- TASK DIRECTIONS -
Arrange all of the material below as a two-column CSV with the headers input and output. Give each row one block of wording and the coordinate lists that follow it, with each value in its own quoted field and line breaks turned into spaces.

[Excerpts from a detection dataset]
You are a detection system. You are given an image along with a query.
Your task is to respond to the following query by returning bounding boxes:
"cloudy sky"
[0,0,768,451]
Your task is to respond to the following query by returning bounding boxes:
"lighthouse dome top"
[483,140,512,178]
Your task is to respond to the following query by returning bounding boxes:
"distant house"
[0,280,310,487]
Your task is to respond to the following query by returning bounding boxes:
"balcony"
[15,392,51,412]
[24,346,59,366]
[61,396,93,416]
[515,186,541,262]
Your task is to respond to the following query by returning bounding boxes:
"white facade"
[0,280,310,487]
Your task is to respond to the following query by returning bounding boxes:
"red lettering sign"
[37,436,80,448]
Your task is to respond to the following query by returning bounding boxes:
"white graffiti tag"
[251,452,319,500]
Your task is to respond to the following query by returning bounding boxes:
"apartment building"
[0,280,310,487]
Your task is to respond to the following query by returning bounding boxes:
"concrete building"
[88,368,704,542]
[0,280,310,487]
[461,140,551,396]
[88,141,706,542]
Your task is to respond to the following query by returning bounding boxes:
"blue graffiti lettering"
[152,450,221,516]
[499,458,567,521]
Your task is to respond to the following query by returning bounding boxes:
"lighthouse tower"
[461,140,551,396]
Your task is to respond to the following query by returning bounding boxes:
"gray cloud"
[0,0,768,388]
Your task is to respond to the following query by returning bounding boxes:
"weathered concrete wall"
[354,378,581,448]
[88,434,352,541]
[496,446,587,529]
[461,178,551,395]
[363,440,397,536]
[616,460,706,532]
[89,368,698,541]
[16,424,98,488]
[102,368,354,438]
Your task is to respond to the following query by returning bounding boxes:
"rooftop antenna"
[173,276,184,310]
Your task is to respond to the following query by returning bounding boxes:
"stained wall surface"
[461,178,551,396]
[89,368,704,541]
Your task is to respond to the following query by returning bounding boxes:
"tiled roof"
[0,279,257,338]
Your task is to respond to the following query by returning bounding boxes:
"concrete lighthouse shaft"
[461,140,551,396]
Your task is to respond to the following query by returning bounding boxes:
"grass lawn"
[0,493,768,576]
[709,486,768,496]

- ANSWER -
input,output
"You are a detection system. You are given an image along with a query. Your task is to respond to the following query by returning bounding boxes: ""cloudy sky""","[0,0,768,451]"
"Your task is to respond to the following query by returning bounding boxes: ""lighthouse dome top""","[483,140,512,178]"
"Your task is to respond to the following query by returning bounding boxes: ""distant house""","[0,280,310,487]"
"Your task is to respond to the following query by returning bounding boxes: ""balcony""","[15,392,51,412] [24,346,59,366] [61,396,93,416] [515,186,541,262]"
"Your task is to respond to the following query by returning bounding boxes: ""white facade""","[0,280,310,487]"
"Your task is to respond to the following query by returning bounding boxes: ""red lettering sign""","[37,436,80,448]"
"Your task is to respond to the following query by returning bounding boxes: ""white graffiti tag""","[251,452,319,500]"
"Your task is to respond to the following query by returning bounding boxes: ""apartment building""","[0,280,310,487]"
"Your task is to respond to the following query by returning bounding boxes: ""concrete building""","[88,368,704,542] [0,280,310,487] [461,140,551,396] [88,141,706,542]"
"Your task is to respond to the following query by returning bounding boxes: ""blue graffiti lettering""","[152,450,221,516] [499,458,567,521]"
"Your task is to respond to the following query by returning bounding boxes: ""lighthouse tower""","[461,140,551,396]"
"Your task is to respond to the following query by returning bounding boxes: ""gray cloud""","[0,0,768,388]"
"Your task is to respond to the following query by returning bounding boxes: ""weathered concrete wall""","[354,378,581,448] [88,434,352,541] [496,446,587,529] [461,178,551,395] [363,440,397,536] [616,460,706,532] [89,368,698,541] [16,424,98,488] [102,368,354,438]"
"Your task is to respond to the following query by returning bounding boxes: ""rooftop antenna""","[173,276,184,310]"
"Your task is to respond to the following query by returning bounding boxes: ""stained wall surface""","[461,178,551,396] [89,368,704,541]"
"Your task is to respond to the following query by returning bounding boxes: ""tiled roof""","[0,279,257,338]"
"Your task is to respond to the following query by returning bounding boxes: ""concrete lighthouse shaft""","[461,140,551,396]"
"Your task is to respond to the following query by returning bounding boxes: ""grass lawn""","[0,493,768,576] [709,486,768,496]"